Tasks to complete
- 1) In the passage on cellular therapies, which two cell types named as promising candidates need an adherent substrate for native biological function?
- 2) Reproduce word for word the portion of the passage on cellular therapies that starts at "Cellular therapies are important" and ends after "and cure itself.".

Source passage
..............................

Cellular therapies are therapeutics that utilize cells as the therapy. As the industry has grown, an increasing number of cell therapies have entered clinical trials, and some have achieved remarkable results. The potential of these therapeutics to treat diseases and conditions that were previously thought untreatable is inspiring. Several of the most promising candidates in the pipeline use mesenchymal stromal cells and pluripotent stem cells, both of which require an adherent substrate for native biological function. Thus, utilizing an adherent platform for production of these cell types provides several advantages, including shorter process development and optimization time, no need to adapt cells to suspension, and the ability to implement various surface modifications that promote the relevant biology.
When it comes to scale-up and commercial production, the industry typically thinks of suspension culture. This is based on the success of traditional protein-based therapeutic manufacturing. However, cell therapies are significantly more complex to manufacture and thus require more sophisticated manufacturing platforms. While suspension has traditionally been seen as the way to reach economies of scale, new adherent platform technologies such as stacked vessels, microcarriers, and fixed bed bioreactors, are making it possible for adherent cells to approach similar economies of scale while meeting the unique biological requirements of cell therapies.
We hear the term cellular therapy being used more and more frequently. Can you describe what a cellular therapy is and why it is an important therapeutic modality?
The broad term “cellular therapy” is used to describe a therapeutic modality that utilizes a cell as the therapy instead of something like a small molecule, protein or viral vector. In some ways, cells are like complex miniature machines that can be engineered by scientists to provide a therapeutic function such as killing tumor cells, reducing inflammation, or producing insulin, to name a few.
Cellular therapies are important because of the impressive efficacy that some cell therapies have demonstrated in clinical trials. Diseases and conditions that were previously thought untreatable or incurable now have potential treatments and in some cases cures. Cell therapies harness the body’s own natural mechanisms by utilizing cells that are naturally found in your body. When these cells are partnered with scientific advancement, they can be programed to use your body’s natural processes to help treat and cure itself.
What kinds of cellular therapies would utilize an adherent platform?
Some of the most promising front runners in the adherent cell therapy manufacturing space currently include mesenchymal stromal cells and pluripotent stem cells, both of which require an adherent substrate for native biological function. This would be in comparison to something like an immune cell that naturally exists in the blood and floats around in suspension. These stem cells can then be differentiated into a variety of other cell types (neurons for treating a brain condition, cardiomyocytes for heart diseases, islet cells for diabetes, etc.), many of which are also attachment dependent. So, utilizing an adherent platform in this context connects more closely to cells’ natural biological origin.
Can you layout for listeners the benefits of adherent vs. suspension cell cultures and when you might want to use each in cell therapy manufacturing?
To a large extent, cell culture platforms seek to mimic the native environment for whatever type of cell is being grown. For example, cells from solid tissues (like muscle) are more amenable to adherent culture, and cells from liquid tissues (like blood) are better suited for suspension culture. While it is possible to coax some cells to shift modalities, deviating from this basic premise creates challenges. It often requires extensive adaptation and sometimes genetic modification of adherent cell lines to make them amenable to suspension culture conditions. Suspension cultures have long had the advantage of being able to be grown in traditional, large-scale stirred tank bioreactors, which reduces the processing steps and lowers the facility footprint, but most stem cell-derived therapies require an adherent substrate. Newer technologies such as stacked vessels, microcarriers, and fixed bed bioreactors, are making it possible for adherent cells to approach similar economies of scale as suspension processes.

..............................

Recorded data
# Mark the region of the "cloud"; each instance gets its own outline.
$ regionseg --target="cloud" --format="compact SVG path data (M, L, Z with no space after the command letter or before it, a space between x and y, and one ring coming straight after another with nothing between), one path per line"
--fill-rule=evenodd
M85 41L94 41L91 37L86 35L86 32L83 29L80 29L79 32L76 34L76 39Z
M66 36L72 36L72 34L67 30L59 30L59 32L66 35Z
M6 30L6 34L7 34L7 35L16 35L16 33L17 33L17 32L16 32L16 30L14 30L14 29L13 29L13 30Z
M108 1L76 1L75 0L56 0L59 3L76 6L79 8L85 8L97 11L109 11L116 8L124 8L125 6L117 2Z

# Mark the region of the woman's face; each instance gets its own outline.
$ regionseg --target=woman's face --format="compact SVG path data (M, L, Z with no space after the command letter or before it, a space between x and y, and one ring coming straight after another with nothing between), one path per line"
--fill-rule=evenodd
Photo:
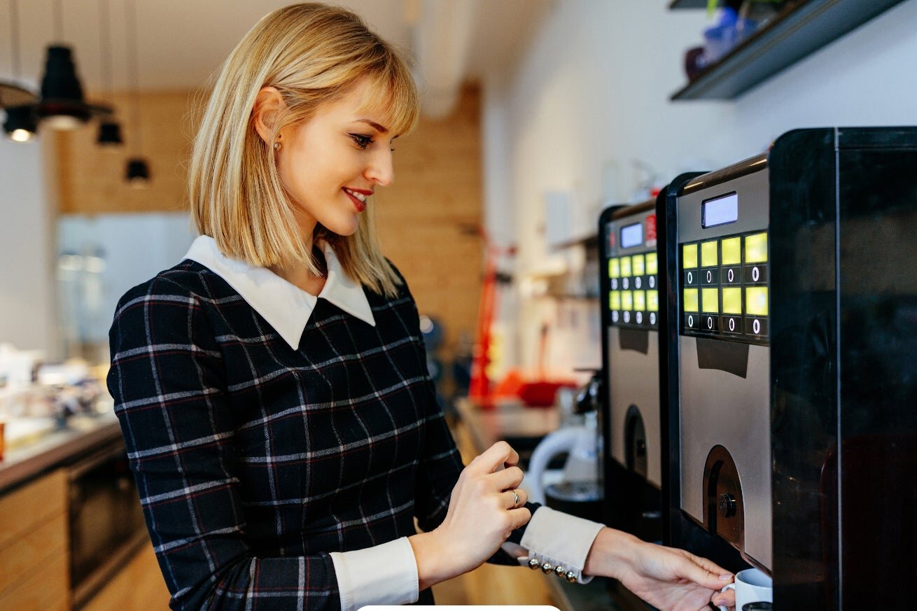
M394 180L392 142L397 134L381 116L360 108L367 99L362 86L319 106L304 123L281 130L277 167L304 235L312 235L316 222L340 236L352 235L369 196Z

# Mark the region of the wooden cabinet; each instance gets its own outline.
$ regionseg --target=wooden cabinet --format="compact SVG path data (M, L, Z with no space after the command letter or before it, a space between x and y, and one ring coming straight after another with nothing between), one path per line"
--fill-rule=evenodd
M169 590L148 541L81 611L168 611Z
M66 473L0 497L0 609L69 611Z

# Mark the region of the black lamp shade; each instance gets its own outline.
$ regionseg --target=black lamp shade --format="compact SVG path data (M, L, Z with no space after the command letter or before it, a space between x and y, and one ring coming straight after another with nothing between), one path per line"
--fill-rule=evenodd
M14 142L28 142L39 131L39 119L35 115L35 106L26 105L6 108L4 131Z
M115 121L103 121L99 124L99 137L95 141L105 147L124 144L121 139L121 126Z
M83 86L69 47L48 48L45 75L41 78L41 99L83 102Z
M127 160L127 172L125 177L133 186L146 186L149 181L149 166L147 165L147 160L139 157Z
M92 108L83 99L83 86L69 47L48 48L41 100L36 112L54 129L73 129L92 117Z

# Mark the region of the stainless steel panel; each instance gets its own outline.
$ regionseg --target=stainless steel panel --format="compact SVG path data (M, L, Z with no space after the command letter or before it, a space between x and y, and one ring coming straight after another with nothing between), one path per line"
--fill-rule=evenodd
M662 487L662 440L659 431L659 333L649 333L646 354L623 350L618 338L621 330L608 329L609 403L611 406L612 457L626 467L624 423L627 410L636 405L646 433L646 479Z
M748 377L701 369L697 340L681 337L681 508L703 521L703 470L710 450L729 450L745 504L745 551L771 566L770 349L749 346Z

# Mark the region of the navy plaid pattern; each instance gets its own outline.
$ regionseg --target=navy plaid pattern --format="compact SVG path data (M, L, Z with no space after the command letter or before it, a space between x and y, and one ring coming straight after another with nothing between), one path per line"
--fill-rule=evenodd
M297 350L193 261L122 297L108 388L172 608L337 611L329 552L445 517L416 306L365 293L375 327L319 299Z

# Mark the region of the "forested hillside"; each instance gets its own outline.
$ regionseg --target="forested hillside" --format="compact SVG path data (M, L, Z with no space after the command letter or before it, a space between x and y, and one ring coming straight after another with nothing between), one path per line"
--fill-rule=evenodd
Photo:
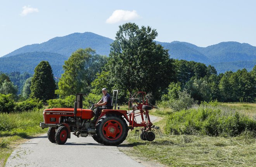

..............................

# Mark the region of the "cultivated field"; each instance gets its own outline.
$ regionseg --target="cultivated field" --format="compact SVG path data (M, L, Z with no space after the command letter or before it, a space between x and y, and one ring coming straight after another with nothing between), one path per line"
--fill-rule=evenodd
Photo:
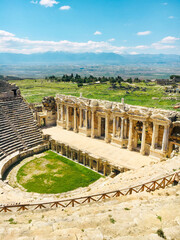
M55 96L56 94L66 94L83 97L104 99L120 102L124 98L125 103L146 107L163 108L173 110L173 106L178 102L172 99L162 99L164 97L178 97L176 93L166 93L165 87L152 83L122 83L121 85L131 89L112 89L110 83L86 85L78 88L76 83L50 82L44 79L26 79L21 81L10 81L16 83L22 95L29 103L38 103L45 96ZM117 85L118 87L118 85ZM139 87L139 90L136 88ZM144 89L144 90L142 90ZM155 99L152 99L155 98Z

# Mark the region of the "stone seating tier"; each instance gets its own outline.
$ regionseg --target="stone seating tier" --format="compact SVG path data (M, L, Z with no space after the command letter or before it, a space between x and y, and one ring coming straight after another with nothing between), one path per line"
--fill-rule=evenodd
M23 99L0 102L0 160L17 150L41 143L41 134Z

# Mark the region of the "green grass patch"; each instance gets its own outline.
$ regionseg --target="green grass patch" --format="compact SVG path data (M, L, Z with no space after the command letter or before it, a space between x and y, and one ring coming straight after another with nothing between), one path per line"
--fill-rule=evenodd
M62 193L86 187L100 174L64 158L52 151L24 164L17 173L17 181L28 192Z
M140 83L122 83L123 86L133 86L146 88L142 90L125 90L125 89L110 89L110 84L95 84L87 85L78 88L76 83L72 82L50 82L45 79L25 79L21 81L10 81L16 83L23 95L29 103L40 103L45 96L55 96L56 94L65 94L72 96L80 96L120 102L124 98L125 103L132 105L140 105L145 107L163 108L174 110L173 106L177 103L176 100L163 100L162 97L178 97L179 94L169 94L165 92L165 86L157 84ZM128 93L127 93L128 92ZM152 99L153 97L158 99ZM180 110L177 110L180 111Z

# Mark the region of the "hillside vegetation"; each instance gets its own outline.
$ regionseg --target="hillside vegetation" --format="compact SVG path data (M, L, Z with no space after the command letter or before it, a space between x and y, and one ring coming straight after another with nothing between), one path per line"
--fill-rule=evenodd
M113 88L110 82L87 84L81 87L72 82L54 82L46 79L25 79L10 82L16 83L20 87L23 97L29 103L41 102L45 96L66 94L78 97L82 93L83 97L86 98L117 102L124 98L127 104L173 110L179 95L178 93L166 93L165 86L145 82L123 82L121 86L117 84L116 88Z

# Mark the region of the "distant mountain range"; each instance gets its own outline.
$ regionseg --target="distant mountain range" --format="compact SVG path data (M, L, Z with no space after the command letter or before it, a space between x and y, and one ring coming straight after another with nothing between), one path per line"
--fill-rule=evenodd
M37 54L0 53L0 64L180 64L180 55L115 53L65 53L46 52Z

..............................

Results in order
- 1) Mesenchymal stromal cells and pluripotent stem cells.

- 2)
Cellular therapies are important because of the impressive efficacy that some cell therapies have demonstrated in clinical trials. Diseases and conditions that were previously thought untreatable or incurable now have potential treatments and in some cases cures. Cell therapies harness the body’s own natural mechanisms by utilizing cells that are naturally found in your body. When these cells are partnered with scientific advancement, they can be programed to use your body’s natural processes to help treat and cure itself.